* Brief
Copy every line of the material below without changing a word or character.

**** Record extracts ****

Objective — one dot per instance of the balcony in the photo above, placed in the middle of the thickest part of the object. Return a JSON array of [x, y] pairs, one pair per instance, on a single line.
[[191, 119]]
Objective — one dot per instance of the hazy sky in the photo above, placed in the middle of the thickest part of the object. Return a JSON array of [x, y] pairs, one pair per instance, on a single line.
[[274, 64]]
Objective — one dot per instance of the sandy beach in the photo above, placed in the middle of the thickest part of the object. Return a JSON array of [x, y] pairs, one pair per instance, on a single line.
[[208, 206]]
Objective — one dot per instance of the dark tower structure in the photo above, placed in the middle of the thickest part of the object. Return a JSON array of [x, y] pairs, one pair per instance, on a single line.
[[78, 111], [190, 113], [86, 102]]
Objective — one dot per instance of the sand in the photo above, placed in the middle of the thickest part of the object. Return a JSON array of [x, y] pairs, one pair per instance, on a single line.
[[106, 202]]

****

* The response
Objective — one dot per instance of the balcony in the photo above, placed in the middle of the thickest part of the object. Return a JSON array of [x, y] pairs, one pair per instance, on a single line.
[[191, 119]]
Objective — one dot per instance of the hazy sky in the photo above, placed in the middle of the thickest part of the object. Return a JSON array of [x, y] pairs, one pair per instance, on a single line.
[[274, 64]]
Objective — one dot per instance of the sandy beach in the photo above, placed in the middle of the thickest part of the object. Return a JSON array of [x, y] pairs, one pair per instance, on a single line.
[[208, 206]]
Objective — one dot per instance of the dark tower structure in the photo above, placed in the middle of the thickest part of the object. Return a JSON array of [x, y] pairs, one pair per instance, on a single line.
[[78, 111], [190, 113], [86, 102]]
Objective — one dot per instance of the sand in the photo above, placed in the middle of the thickest part of the object. Return a JSON array of [x, y] pairs, one pair per instance, on a single line.
[[106, 202]]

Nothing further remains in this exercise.